And this one is beloved of God, as are we.  When Luther passionately calls us to remember our baptism, we are also to remember that we are beloved of God.  The full quote by Luther is “Remember your baptism and be glad.”  Be glad.  Be joyful.  Or as the Beatitudes would have it, be blessed.  We are to live and serve in the knowledge that we are beloved.  We are intended to serve God and to serve others but with a light heart, not a heavy one.


Argentinean poet Jorge Luis Borges wrote these words about being just, but with the sense that one must love being just, in our flesh.


The Just

by Jorge Luis Borges

[One] who, as Voltaire wished, cultivates [their] garden.
[One] who is grateful that music exists on earth.

[One] who discovers an etymology with pleasure.

A pair in a Southern café, enjoying a silent game of chess.

The potter meditating on color and form.

The typographer who set this, though perhaps not pleased.

A man and a woman reading the last triplets of a certain canto.

[One] who is stroking a sleeping creature.

[One] who justifies, or seeks to, a wrong done [to them].

[One] who is grateful for Stevenson’s existence.

⁂

[Short exercise a]: Output everything from the start of the records down to the line containing "x=165, y=134" as a numbered list, leaving out blank lines.

⁂

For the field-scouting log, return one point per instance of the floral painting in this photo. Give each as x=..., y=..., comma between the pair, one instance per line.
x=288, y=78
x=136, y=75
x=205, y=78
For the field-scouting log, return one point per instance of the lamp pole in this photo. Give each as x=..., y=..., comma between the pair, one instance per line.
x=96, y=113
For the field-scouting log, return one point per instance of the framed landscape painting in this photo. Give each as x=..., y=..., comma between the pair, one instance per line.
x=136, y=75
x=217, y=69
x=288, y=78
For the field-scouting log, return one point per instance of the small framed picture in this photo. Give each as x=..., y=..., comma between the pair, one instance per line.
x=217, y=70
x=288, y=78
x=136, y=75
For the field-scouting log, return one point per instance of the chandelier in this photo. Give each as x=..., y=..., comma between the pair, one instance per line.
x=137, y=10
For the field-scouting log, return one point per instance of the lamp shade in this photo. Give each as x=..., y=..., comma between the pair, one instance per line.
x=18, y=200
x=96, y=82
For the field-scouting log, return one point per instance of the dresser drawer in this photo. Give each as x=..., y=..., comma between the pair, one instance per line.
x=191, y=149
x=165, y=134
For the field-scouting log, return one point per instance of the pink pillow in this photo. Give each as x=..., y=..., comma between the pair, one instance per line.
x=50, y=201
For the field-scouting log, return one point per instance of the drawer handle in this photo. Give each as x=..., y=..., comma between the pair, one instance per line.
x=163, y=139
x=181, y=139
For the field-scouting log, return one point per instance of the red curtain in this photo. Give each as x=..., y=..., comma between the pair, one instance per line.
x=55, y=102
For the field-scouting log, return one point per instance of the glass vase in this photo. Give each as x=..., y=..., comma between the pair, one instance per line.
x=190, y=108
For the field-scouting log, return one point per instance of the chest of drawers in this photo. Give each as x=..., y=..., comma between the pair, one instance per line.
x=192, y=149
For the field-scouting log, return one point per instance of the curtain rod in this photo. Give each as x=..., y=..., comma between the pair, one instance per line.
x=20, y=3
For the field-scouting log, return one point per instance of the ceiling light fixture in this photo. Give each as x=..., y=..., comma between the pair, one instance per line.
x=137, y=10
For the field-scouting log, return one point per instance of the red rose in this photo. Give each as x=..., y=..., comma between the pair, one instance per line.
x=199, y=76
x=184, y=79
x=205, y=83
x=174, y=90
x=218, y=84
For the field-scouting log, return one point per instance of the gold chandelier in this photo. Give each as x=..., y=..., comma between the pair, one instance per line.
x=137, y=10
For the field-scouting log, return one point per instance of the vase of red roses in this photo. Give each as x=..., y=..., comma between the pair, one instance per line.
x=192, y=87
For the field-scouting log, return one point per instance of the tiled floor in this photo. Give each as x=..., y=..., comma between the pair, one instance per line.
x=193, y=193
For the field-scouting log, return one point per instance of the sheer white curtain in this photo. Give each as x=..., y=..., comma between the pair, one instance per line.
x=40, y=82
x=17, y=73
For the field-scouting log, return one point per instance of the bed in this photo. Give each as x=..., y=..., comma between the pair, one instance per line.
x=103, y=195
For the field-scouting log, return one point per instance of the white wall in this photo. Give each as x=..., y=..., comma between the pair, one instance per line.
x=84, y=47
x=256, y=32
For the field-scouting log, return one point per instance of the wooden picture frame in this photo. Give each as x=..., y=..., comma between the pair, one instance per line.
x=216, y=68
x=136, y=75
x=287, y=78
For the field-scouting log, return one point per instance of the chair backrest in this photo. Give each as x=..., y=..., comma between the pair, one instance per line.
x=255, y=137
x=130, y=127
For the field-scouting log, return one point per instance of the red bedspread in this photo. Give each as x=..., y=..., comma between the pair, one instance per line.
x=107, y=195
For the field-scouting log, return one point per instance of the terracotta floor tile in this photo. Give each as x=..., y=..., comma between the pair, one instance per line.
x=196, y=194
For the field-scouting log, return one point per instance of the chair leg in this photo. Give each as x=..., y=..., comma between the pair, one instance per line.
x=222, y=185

⁂

[Short exercise b]: Print everything in the passage on baptism and the Borges poem from "[One] who is grateful that" down to "perhaps not pleased.", word for word.

[Expected answer a]:
1. For the field-scouting log, return one point per instance of the floral painting in this photo. Give each as x=..., y=..., comma between the pair, one instance per line.
2. x=288, y=78
3. x=136, y=75
4. x=205, y=78
5. For the field-scouting log, return one point per instance of the lamp pole in this photo. Give each as x=..., y=..., comma between the pair, one instance per line.
6. x=96, y=113
7. For the field-scouting log, return one point per instance of the framed landscape painting in this photo. Give each as x=..., y=..., comma between the pair, one instance per line.
8. x=136, y=75
9. x=217, y=69
10. x=288, y=78
11. For the field-scouting log, return one point per instance of the small framed picture in this photo. Give each as x=..., y=..., comma between the pair, one instance per line.
12. x=217, y=70
13. x=288, y=78
14. x=136, y=75
15. For the field-scouting log, return one point per instance of the chandelier in this photo. Give each as x=..., y=..., comma between the pair, one instance per line.
16. x=137, y=10
17. For the field-scouting log, return one point per instance of the lamp shade in this photo. Give each as x=..., y=..., comma between the pair, one instance per line.
18. x=18, y=200
19. x=96, y=82
20. For the field-scouting log, return one point per instance of the dresser drawer in this photo. Give each as x=..., y=..., comma between the pair, one instance per line.
21. x=191, y=149
22. x=165, y=134

[Expected answer b]:
[One] who is grateful that music exists on earth.

[One] who discovers an etymology with pleasure.

A pair in a Southern café, enjoying a silent game of chess.

The potter meditating on color and form.

The typographer who set this, though perhaps not pleased.